Short task a:
In the rvest question, what should the code return when "s_BadgeTop*" is missing?

Source extract:
- - - - -

问题
I'm trying to search for nodes in an html document using rvest in R. In the code below, I would like to know how return a NULL or NA when "s_BadgeTop*" is missing. It is only for academic purpose.
<div style="margin-bottom:0.5em;"><div><div style="float:left;">Por </div><div style="float:left;"><a href="/gp/pdp/profile/XXX" ><span style = "font-weight: bold;">JOHN</span></a> (UK) - <a href="/gp/cdp/member-reviews/XXX">Ver todas las opiniones</a><br /><span class="cmtySprite s_BadgeTop1000 " ><span>(TOP 1000 COMENTARISTAS)</span></span></div></div></div>
<div style="margin-bottom:0.5em;"><div><div style="float:left;">Por </div><div style="float:left;"><a href="/gp/pdp/profile/YYY" ><span style = "font-weight: bold;">MARY</span></a> (USA) - <a href="/gp/cdp/member-reviews/YYY">Ver todas las opiniones</a><br /></div></div></div>
<div style="margin-bottom:0.5em;"><div><div style="float:left;">Por </div><div style="float:left;"><a href="/gp/pdp/profile/ZZZ" ><span style = "font-weight: bold;">CANDICE</span></a> (UK) - <a href="/gp/cdp/member-reviews/ZZZ">Ver todas las opiniones</a><br /><span class="cmtySprite s_BadgeTop500 " ><span>(TOP 500 COMENTARISTAS)</span></span></div></div></div>
I need a data.frame with this structure:
- JOHN (TOP 1000 COMENTARISTAS)

- - - - -

Short task b:
Retype the rows that follow, line for line, and omit the picture from your answer.

- - - - -

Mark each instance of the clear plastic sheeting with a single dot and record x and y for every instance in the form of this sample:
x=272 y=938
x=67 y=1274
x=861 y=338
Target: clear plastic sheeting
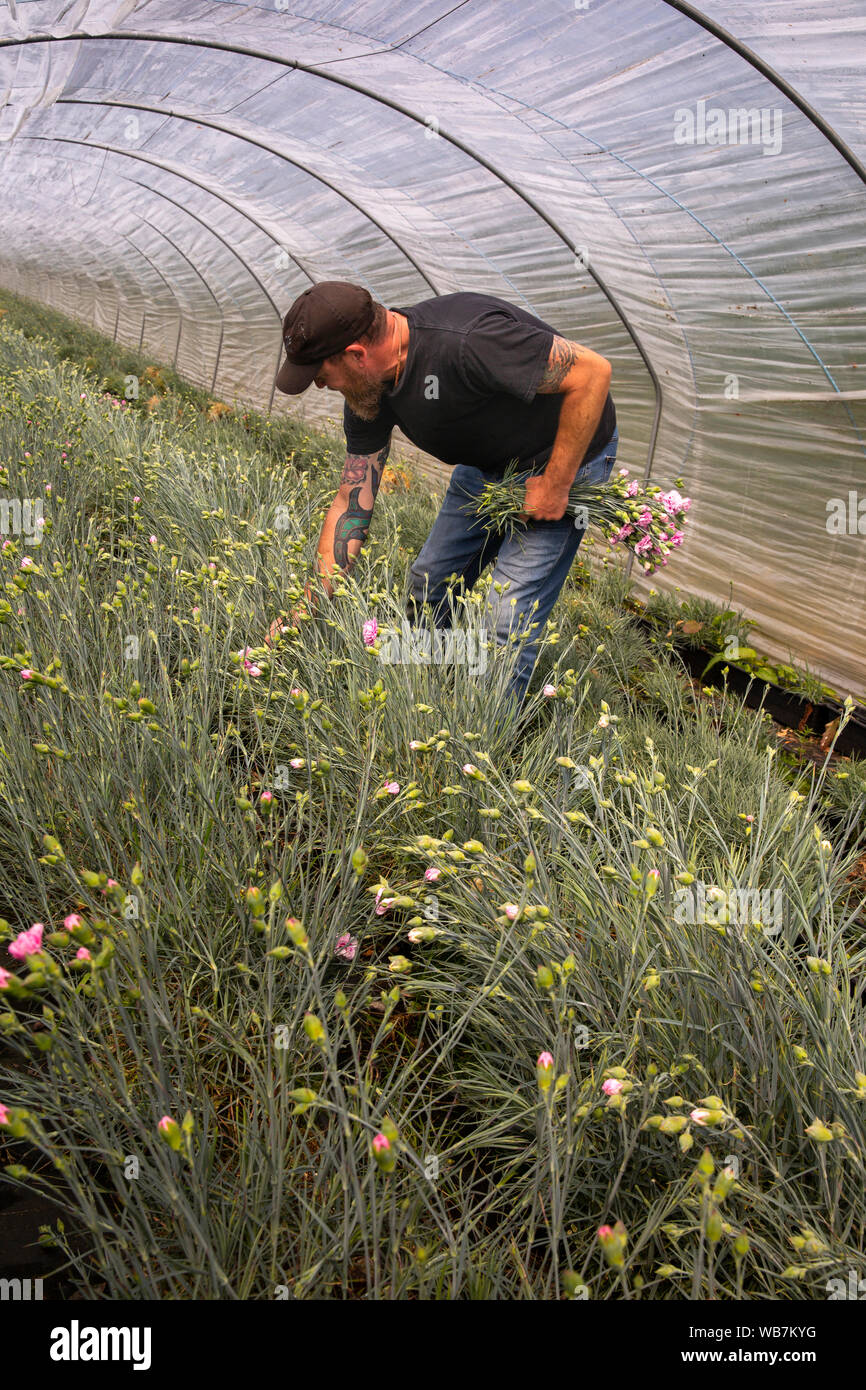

- - - - -

Written response a:
A NULL or NA.

Written response b:
Mark each instance of the clear plastic sheeting with a single dot and record x and y for every instance in the form of this sample:
x=272 y=938
x=67 y=1274
x=861 y=338
Target: clear plastic sheeting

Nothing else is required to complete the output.